[start of Task input]

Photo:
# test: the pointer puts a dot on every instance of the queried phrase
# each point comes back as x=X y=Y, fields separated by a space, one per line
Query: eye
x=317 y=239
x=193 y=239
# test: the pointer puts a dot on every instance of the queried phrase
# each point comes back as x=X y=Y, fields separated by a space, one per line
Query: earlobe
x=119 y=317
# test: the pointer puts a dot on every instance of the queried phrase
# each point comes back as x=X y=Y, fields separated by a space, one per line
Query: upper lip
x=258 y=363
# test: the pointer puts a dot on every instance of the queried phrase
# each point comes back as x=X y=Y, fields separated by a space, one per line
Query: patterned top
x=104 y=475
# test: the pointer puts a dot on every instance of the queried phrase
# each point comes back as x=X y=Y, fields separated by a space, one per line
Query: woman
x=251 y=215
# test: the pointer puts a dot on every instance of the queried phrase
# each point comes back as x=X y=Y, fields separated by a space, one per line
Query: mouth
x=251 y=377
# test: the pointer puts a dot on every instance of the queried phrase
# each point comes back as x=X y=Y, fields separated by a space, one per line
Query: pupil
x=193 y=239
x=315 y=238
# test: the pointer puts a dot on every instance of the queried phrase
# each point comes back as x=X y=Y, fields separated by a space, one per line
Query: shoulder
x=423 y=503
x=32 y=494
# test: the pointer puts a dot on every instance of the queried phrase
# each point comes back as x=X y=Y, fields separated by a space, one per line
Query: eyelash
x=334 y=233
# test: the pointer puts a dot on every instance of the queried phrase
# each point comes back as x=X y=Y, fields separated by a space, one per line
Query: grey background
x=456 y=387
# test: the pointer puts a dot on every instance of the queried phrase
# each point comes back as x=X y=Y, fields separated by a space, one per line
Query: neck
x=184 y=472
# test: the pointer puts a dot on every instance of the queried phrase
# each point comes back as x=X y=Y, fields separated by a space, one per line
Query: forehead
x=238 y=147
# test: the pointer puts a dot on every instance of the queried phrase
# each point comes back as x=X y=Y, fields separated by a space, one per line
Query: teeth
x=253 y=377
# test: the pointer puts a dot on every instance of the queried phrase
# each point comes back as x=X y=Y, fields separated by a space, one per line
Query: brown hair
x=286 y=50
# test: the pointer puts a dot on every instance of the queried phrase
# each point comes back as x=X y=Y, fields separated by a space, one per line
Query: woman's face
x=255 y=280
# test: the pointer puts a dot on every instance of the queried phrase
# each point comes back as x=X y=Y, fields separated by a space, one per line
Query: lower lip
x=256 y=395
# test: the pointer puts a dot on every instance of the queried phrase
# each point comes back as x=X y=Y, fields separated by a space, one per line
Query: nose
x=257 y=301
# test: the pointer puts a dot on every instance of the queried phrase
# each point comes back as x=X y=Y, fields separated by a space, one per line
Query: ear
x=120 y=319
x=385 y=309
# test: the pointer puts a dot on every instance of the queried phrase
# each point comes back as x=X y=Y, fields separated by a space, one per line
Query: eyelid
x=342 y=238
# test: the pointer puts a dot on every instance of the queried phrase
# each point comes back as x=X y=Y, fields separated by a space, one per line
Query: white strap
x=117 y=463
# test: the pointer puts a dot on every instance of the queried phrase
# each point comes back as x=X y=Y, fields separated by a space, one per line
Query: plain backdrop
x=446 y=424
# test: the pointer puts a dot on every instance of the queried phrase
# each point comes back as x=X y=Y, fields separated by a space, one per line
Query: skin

[end of Task input]

■ Challenge
Give every line of the records above as a Markdown table with two columns, "No." for the row number and "Line" for the line itself. Leave out any blank lines.

■ Solution for this exercise
| No. | Line |
|---|---|
| 1 | Photo: |
| 2 | # test: the pointer puts a dot on every instance of the queried phrase |
| 3 | # each point comes back as x=X y=Y, fields separated by a space, one per line |
| 4 | Query: eye |
| 5 | x=317 y=239 |
| 6 | x=193 y=239 |
| 7 | # test: the pointer puts a dot on every instance of the queried phrase |
| 8 | # each point comes back as x=X y=Y, fields separated by a space, one per line |
| 9 | Query: earlobe |
| 10 | x=119 y=317 |
| 11 | # test: the pointer puts a dot on every instance of the queried phrase |
| 12 | # each point comes back as x=X y=Y, fields separated by a space, one per line |
| 13 | Query: upper lip |
| 14 | x=258 y=363 |
| 15 | # test: the pointer puts a dot on every instance of the queried phrase |
| 16 | # each point comes back as x=X y=Y, fields separated by a space, one per line |
| 17 | Query: patterned top |
| 18 | x=104 y=475 |
| 19 | # test: the pointer puts a dot on every instance of the queried phrase |
| 20 | # each point comes back as x=X y=Y, fields separated by a space, one per line |
| 21 | Query: woman |
| 22 | x=251 y=215 |
| 23 | # test: the pointer puts a dot on every instance of the queried phrase |
| 24 | # each point comes back as x=X y=Y, fields separated by a space, one per line |
| 25 | Query: mouth |
| 26 | x=251 y=377 |
| 27 | # test: the pointer puts a dot on every instance of the queried phrase |
| 28 | # each point comes back as x=X y=Y, fields separated by a space, one per line |
| 29 | Query: pupil |
| 30 | x=193 y=239 |
| 31 | x=315 y=238 |
| 32 | # test: the pointer puts a dot on every instance of the queried phrase |
| 33 | # each point comes back as x=X y=Y, fields separated by a space, one per line |
| 34 | Query: shoulder |
| 35 | x=423 y=503 |
| 36 | x=32 y=494 |
| 37 | # test: the pointer puts a dot on every instance of the queried phrase |
| 38 | # each point comes back as x=X y=Y, fields separated by a space, one per line |
| 39 | Query: eyelash |
| 40 | x=334 y=233 |
| 41 | # test: the pointer puts a dot on every instance of the queried phrase |
| 42 | # each point comes back as x=X y=Y, fields separated by a space, one per line |
| 43 | Query: grey background |
| 44 | x=456 y=387 |
| 45 | # test: the pointer puts a dot on every instance of the queried phrase |
| 46 | # each point comes back as x=X y=Y, fields separated by a space, one per line |
| 47 | Query: neck |
| 48 | x=184 y=472 |
| 49 | # test: the pointer puts a dot on every instance of the queried phrase |
| 50 | # each point comes back as x=X y=Y, fields separated by a space, one per line |
| 51 | Query: forehead |
| 52 | x=238 y=147 |
| 53 | # test: the pointer puts a dot on every instance of the queried phrase |
| 54 | # each point comes back as x=X y=Y, fields separated by a space, one per line |
| 55 | Query: teeth |
| 56 | x=253 y=377 |
| 57 | # test: the pointer puts a dot on every instance of the queried phrase |
| 58 | # each point comes back as x=X y=Y, fields separated by a space, one per line |
| 59 | Query: brown hair |
| 60 | x=286 y=50 |
| 61 | # test: the pointer puts a dot on every instance of the queried phrase |
| 62 | # each point comes back as x=X y=Y, fields separated by a space, one per line |
| 63 | Query: woman's face |
| 64 | x=255 y=280 |
| 65 | # test: the pointer puts a dot on every instance of the queried phrase |
| 66 | # each point comes back as x=X y=Y, fields separated by a space, one per line |
| 67 | Query: lower lip |
| 68 | x=256 y=395 |
| 69 | # test: the pointer puts a dot on every instance of the queried phrase |
| 70 | # each point comes back as x=X y=Y, fields separated by a space, one per line |
| 71 | Query: nose |
| 72 | x=257 y=301 |
| 73 | # test: the pointer puts a dot on every instance of the queried phrase |
| 74 | # each point comes back as x=X y=Y, fields separated by a space, one per line |
| 75 | Query: ear |
| 76 | x=120 y=319 |
| 77 | x=385 y=309 |
| 78 | # test: the pointer puts a dot on every instance of the queried phrase |
| 79 | # each point comes back as x=X y=Y, fields separated by a space, one per line |
| 80 | Query: eyelid |
| 81 | x=342 y=238 |
| 82 | # test: the pointer puts a dot on every instance of the queried phrase |
| 83 | # each point comes back as x=X y=Y, fields separated by a space, one per line |
| 84 | Query: white strap |
| 85 | x=117 y=463 |
| 86 | # test: the pointer puts a dot on every instance of the queried phrase |
| 87 | # each point comes back as x=X y=Y, fields separated by a space, one per line |
| 88 | Query: plain backdrop |
| 89 | x=446 y=424 |
| 90 | # test: the pointer puts a dot on every instance of the queried phrase |
| 91 | # each point comes back as x=X y=Y, fields separated by a space, one per line |
| 92 | Query: skin |